→ WHAT IS NEEDED: In the Breaking Bad piece, how many of the show's five seasons did the writer watch?

→ PROVIDED PASSAGE:
[Start of section]
Breaking Bad: What Does A Crime Series Has To Do With Searching Your Soul?

Breaking Bad – did you watch it?

Of the five seasons, I watched three of the critically acclaimed Breaking Bad crime drama.  As is my habit with addictive television series, it took me less than a week to do so.

Almost at the end of season three, I gave up. It was just too much for me. Too dark, too many memories of others that I knew who had followed a similar path.

Breaking Bad & Soul Searching

What does one of television’s most successful series have to do with soul searching?

Everything. It was about chemistry, the hallucinating methadone and the heights and depth of the human soul. It was about the path that some of us take in our search for meaning.

Years ago, sometime in 2006, as a chaplain in residence at one of Alberta’s leading hospitals, I advised my supervisors that I wanted to observe a surgery. Up to that point, no other chaplain in training had done this, even though some of the best surgeons in the land operated in this hospital.
[End of section]
→ EXTRACTED DATA:
[Start of section]
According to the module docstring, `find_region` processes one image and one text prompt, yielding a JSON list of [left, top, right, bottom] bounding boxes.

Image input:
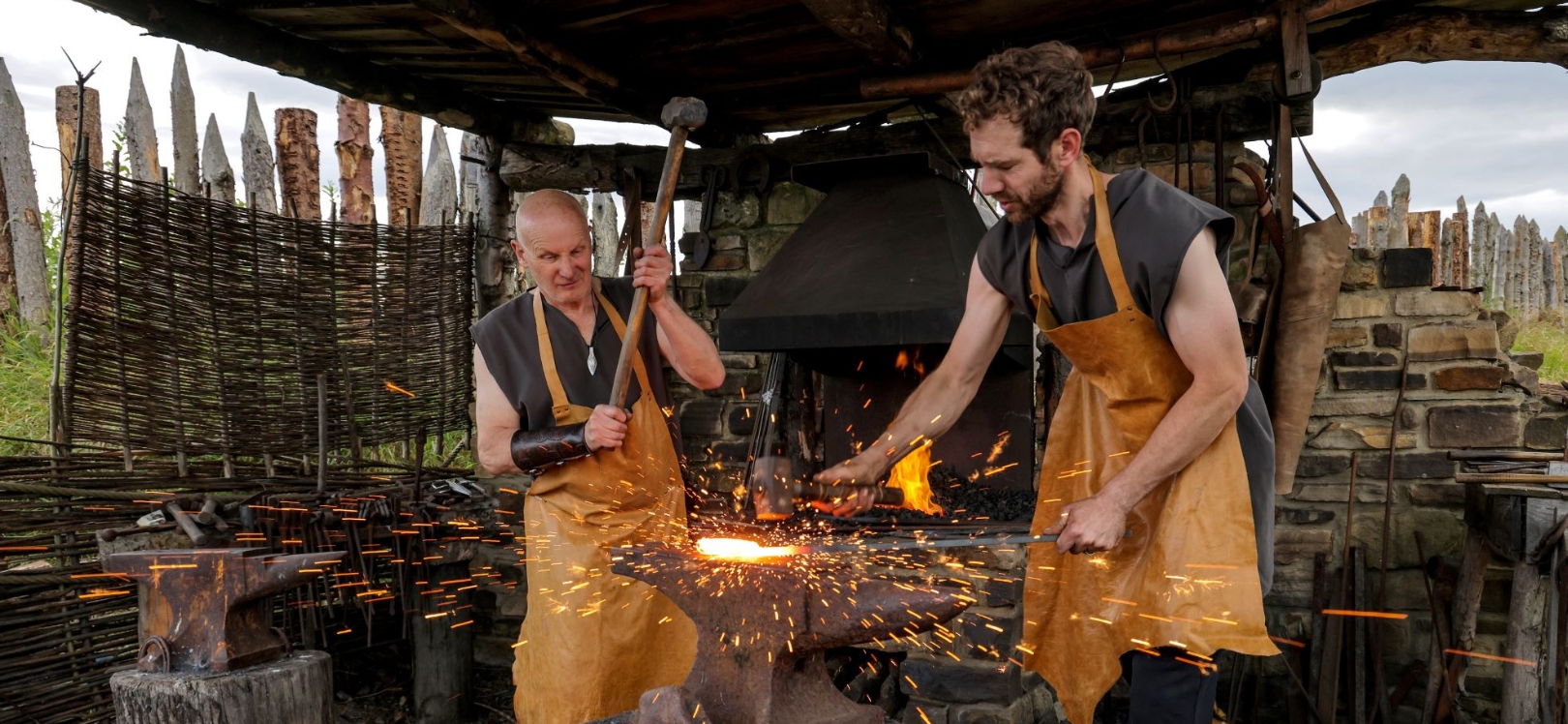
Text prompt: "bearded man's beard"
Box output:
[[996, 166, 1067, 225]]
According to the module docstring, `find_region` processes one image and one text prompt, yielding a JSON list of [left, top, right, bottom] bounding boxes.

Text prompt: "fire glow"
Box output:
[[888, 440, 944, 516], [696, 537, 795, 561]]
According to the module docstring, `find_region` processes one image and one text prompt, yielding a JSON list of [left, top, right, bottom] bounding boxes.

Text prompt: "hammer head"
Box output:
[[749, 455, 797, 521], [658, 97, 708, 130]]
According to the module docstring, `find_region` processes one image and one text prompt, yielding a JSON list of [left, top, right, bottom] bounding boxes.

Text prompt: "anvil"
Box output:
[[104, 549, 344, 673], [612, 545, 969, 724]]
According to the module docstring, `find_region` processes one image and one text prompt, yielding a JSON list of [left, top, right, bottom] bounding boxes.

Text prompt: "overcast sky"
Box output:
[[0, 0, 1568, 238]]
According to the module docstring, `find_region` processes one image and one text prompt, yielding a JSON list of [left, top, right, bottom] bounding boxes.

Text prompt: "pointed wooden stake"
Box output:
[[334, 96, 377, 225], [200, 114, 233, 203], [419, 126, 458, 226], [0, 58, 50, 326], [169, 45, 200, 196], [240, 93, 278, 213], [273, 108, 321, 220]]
[End of section]
[Start of section]
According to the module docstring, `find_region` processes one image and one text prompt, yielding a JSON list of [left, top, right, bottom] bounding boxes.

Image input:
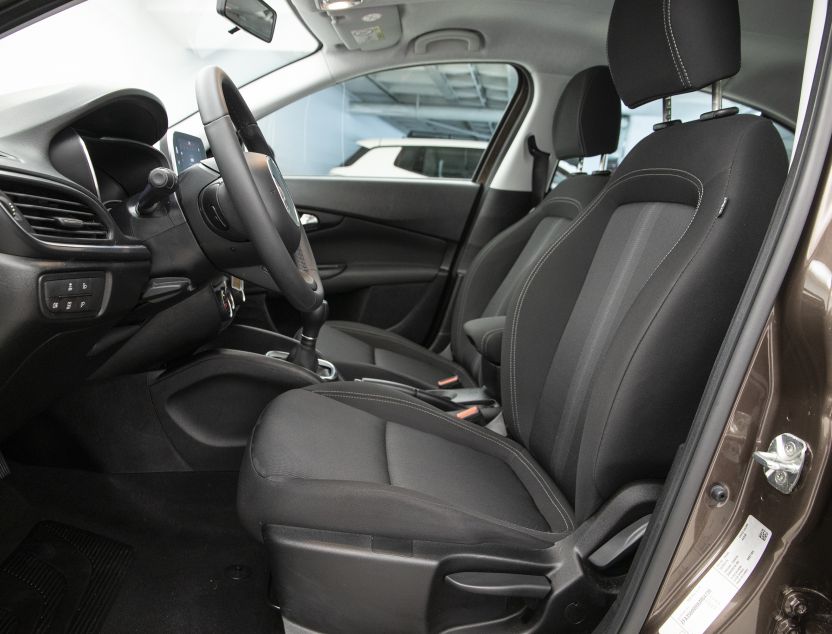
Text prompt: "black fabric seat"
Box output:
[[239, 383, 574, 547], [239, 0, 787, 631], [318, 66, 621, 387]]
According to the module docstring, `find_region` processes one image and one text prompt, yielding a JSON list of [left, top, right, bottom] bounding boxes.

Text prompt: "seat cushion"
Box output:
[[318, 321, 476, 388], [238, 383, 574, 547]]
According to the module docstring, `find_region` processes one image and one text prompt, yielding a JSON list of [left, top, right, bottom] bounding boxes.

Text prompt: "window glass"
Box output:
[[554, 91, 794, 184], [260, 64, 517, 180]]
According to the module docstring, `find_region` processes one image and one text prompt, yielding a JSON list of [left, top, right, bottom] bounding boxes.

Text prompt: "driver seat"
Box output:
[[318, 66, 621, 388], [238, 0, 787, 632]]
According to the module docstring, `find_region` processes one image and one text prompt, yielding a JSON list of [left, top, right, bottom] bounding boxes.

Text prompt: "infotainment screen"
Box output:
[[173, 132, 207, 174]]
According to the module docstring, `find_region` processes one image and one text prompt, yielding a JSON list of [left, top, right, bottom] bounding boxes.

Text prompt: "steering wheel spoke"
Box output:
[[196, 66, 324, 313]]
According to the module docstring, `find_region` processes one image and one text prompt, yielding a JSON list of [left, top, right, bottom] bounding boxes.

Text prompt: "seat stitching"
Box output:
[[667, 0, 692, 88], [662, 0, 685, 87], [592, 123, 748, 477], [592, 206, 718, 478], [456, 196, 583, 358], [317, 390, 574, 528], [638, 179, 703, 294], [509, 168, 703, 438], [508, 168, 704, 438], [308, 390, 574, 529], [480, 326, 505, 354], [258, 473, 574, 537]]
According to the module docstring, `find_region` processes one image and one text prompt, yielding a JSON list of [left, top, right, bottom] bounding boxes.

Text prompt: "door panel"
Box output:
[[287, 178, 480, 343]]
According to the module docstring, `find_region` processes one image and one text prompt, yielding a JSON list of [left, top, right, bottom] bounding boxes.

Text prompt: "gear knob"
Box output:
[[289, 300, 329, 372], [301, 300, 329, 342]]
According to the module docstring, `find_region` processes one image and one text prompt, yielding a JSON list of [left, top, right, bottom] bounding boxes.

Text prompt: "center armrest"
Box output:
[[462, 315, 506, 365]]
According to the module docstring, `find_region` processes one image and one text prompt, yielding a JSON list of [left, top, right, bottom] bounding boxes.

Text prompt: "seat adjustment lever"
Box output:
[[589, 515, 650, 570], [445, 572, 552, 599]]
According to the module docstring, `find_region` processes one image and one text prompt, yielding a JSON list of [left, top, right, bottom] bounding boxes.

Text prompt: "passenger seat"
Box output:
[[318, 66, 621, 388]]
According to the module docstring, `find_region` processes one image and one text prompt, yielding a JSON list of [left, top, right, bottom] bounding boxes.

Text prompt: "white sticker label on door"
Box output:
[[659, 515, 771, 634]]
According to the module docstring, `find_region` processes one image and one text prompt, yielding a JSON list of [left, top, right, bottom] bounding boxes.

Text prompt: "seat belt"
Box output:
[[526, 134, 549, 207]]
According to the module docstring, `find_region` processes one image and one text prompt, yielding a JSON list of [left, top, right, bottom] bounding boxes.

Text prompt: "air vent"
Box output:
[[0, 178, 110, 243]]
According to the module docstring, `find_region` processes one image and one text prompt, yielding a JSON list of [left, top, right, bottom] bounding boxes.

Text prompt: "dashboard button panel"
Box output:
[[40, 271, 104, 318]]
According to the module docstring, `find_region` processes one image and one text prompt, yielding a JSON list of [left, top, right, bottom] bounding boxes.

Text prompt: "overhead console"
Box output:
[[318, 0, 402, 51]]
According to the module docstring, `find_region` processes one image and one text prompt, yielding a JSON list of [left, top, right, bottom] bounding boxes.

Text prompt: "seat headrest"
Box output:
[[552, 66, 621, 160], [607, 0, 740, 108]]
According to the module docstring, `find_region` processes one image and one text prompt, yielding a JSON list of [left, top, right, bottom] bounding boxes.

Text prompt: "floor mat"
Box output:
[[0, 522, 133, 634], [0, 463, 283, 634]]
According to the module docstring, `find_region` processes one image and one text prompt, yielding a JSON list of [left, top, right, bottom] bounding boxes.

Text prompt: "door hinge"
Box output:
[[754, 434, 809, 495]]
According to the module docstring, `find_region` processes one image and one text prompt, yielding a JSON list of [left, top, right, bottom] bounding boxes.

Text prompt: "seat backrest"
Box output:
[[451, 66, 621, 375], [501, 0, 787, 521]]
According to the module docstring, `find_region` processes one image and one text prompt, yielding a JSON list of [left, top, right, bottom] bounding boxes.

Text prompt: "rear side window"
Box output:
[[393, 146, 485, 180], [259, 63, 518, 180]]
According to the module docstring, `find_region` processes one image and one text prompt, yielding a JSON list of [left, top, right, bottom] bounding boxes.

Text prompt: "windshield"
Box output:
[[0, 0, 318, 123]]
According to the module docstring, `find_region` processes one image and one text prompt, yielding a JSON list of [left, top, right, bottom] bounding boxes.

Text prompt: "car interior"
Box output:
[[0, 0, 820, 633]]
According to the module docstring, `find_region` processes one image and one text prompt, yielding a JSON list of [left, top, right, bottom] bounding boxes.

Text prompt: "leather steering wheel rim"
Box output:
[End of section]
→ RESULT OF THE TASK: Three